<<<<
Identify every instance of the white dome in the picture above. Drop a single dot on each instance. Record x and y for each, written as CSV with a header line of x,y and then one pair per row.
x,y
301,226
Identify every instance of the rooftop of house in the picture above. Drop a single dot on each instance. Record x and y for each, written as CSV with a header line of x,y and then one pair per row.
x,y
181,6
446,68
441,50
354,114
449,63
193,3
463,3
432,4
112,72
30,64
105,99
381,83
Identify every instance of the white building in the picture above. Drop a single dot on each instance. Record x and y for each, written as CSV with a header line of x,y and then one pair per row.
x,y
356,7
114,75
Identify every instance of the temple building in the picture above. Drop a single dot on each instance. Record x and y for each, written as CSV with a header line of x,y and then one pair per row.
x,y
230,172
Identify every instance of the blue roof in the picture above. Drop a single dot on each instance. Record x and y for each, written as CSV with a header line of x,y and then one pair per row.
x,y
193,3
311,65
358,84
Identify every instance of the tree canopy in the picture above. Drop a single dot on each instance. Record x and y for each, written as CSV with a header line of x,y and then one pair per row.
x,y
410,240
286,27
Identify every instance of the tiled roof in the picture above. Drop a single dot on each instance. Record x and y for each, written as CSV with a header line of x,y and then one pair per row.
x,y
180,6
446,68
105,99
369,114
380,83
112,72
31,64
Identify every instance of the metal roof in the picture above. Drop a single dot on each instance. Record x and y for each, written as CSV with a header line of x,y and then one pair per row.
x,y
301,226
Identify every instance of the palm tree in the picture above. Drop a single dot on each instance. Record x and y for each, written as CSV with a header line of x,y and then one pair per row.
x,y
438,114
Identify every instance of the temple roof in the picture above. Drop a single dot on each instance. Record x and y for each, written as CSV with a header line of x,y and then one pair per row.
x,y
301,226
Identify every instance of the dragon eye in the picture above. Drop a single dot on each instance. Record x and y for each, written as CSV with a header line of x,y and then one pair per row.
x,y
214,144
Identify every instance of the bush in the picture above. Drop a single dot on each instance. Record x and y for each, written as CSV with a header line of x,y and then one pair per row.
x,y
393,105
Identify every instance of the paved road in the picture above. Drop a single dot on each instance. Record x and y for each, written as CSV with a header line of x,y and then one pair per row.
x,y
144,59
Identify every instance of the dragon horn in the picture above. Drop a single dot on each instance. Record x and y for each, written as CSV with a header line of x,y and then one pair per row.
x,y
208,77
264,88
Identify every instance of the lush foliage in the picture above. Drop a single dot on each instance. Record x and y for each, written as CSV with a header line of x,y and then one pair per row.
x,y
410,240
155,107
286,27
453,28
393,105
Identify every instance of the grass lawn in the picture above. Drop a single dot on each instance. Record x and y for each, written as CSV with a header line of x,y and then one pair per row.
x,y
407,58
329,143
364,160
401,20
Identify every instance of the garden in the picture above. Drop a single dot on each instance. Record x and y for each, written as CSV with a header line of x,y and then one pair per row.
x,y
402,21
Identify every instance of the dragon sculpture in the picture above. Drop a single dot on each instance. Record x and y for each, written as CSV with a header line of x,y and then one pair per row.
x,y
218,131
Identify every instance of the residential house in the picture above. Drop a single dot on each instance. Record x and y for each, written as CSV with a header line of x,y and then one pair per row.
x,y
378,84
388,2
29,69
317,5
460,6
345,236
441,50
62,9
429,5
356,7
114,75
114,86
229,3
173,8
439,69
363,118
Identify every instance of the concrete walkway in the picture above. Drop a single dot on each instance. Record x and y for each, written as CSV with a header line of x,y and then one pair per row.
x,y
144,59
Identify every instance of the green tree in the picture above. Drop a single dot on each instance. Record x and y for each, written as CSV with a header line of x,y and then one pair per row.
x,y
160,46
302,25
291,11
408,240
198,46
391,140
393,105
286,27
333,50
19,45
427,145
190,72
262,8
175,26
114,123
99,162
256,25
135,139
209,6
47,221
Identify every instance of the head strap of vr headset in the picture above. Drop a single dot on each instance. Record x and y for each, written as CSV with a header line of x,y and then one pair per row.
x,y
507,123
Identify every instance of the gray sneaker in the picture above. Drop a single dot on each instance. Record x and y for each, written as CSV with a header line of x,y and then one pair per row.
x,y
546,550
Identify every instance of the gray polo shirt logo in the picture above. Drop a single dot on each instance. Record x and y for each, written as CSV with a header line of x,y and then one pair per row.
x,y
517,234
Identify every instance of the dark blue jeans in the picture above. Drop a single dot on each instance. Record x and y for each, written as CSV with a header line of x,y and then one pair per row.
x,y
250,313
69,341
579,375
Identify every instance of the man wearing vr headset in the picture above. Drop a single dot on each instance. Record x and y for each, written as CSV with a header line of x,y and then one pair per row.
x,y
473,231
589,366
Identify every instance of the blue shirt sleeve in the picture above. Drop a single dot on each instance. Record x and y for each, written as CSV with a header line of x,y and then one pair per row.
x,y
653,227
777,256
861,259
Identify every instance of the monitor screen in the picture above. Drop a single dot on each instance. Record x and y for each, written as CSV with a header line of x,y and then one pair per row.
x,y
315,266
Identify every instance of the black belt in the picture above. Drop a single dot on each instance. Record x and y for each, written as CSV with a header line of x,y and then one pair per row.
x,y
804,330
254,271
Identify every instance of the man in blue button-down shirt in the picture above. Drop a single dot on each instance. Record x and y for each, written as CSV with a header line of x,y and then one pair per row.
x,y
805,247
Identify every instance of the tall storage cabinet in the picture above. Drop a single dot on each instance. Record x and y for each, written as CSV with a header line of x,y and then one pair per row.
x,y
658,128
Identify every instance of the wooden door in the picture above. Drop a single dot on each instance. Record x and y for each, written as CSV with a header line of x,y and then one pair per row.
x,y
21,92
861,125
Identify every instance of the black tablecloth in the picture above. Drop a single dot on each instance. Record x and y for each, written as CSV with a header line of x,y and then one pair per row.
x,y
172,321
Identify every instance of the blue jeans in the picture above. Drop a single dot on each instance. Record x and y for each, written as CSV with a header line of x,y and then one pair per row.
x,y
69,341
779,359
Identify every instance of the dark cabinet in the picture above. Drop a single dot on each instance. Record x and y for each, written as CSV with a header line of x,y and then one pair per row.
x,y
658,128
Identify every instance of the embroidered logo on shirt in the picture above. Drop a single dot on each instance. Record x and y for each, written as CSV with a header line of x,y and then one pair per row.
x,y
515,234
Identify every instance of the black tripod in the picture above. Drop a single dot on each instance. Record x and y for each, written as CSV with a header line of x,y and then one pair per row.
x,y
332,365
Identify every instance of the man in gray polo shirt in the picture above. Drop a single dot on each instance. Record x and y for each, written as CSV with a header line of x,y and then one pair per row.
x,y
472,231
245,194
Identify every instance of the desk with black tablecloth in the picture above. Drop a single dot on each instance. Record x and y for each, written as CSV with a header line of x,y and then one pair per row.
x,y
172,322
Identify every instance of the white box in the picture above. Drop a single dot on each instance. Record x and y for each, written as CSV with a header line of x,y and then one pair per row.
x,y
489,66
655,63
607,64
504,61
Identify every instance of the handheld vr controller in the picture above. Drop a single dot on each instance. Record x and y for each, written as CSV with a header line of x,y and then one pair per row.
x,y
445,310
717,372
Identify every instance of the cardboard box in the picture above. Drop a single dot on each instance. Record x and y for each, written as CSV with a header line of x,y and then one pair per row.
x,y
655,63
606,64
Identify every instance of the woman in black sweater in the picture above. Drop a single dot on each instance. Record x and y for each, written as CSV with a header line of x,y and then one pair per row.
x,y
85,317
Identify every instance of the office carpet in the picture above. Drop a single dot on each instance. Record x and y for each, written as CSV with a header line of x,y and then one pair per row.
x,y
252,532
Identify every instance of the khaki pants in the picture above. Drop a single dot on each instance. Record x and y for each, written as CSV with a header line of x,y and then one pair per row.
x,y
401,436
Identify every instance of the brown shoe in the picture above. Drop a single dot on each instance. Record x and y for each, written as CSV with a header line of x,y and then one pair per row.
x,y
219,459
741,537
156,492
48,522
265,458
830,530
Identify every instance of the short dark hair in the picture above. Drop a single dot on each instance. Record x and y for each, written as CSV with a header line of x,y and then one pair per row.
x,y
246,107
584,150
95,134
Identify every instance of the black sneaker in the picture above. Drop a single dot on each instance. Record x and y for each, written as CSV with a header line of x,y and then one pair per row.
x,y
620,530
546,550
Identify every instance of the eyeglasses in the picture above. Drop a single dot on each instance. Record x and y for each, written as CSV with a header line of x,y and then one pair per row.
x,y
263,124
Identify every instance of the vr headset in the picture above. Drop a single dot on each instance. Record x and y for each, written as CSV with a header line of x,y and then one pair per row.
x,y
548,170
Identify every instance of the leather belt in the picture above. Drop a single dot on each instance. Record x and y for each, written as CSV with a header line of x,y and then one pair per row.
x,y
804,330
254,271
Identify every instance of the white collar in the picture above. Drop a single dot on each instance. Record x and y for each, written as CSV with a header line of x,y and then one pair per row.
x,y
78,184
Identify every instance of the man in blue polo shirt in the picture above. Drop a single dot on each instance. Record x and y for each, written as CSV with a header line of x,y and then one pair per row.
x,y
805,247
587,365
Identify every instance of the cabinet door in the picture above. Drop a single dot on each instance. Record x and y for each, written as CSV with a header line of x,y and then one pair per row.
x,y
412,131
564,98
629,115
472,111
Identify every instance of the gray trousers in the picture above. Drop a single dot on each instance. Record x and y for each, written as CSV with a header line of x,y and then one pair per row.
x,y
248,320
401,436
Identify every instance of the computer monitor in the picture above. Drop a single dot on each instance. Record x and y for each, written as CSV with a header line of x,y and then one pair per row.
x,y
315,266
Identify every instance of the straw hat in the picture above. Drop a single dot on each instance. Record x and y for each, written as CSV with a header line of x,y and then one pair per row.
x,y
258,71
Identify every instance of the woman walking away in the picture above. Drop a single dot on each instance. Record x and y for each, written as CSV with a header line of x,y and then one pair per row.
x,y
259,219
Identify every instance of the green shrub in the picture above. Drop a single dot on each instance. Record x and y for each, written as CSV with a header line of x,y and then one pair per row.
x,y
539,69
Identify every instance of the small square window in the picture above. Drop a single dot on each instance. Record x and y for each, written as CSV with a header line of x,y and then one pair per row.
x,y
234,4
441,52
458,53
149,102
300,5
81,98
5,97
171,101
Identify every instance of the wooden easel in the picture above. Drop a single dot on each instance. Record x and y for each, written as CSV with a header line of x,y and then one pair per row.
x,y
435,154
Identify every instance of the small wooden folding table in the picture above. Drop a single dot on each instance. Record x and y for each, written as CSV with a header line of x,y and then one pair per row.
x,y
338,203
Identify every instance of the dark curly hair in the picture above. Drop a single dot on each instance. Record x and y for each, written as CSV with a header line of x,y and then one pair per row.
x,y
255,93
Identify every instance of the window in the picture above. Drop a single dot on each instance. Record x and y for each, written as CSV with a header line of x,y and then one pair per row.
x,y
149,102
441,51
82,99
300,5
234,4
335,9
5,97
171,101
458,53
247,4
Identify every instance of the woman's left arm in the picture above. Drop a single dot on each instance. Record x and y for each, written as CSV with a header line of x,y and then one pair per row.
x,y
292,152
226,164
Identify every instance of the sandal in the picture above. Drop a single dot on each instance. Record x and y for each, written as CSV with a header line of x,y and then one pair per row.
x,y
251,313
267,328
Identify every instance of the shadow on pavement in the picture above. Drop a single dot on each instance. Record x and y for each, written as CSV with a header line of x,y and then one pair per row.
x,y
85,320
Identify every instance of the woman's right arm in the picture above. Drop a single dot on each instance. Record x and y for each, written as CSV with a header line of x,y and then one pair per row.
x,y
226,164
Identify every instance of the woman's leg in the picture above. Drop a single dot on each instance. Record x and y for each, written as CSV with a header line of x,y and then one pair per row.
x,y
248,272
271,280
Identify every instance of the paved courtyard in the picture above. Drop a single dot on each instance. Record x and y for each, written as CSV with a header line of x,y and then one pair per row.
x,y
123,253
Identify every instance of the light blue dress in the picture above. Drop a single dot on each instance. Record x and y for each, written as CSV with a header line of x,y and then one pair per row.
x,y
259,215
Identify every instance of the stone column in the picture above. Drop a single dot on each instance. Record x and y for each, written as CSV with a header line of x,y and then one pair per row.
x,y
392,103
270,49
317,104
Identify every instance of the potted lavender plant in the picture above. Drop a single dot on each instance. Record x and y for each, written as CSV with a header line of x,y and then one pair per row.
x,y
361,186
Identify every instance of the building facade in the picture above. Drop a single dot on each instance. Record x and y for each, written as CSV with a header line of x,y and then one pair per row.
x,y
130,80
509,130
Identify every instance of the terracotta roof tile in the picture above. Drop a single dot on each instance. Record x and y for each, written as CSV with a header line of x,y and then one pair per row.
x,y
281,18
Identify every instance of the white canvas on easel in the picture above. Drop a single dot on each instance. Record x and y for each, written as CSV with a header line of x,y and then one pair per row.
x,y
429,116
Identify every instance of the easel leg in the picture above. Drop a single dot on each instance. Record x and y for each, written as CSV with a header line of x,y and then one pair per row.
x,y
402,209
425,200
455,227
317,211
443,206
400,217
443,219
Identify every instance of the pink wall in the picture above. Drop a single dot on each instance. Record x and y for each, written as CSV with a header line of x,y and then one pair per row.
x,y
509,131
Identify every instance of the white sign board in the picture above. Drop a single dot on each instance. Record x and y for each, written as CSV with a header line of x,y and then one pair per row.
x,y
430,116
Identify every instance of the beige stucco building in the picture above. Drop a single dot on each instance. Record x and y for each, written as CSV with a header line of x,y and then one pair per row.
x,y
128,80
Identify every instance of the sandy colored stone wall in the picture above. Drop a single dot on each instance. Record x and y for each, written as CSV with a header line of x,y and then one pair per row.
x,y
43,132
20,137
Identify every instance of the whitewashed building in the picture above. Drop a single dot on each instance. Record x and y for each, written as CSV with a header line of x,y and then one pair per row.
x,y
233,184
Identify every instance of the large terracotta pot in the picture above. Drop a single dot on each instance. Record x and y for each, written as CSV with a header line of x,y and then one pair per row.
>>>>
Everything from the line with "Identify every instance of the sandy" to the end of the listing above needs to be duplicated exactly, both end lines included, with nothing more.

Exercise solution:
Identify every instance of the sandy colored stone wall in the picture above. Drop a single dot on each instance. Record x and y for each, written as CSV with a header line of x,y and then one pair per row.
x,y
43,132
20,137
Identify every instance of the whitewashed building in the picture above. Drop a single dot on each instance. Record x and y for each, written as CSV with a header line of x,y and then one pair per row.
x,y
233,184
Identify every instance of the large terracotta pot in the picture above. Drop a single dot on each instance. Record x and y for each, written as CSV with a header line of x,y and then one pair per row.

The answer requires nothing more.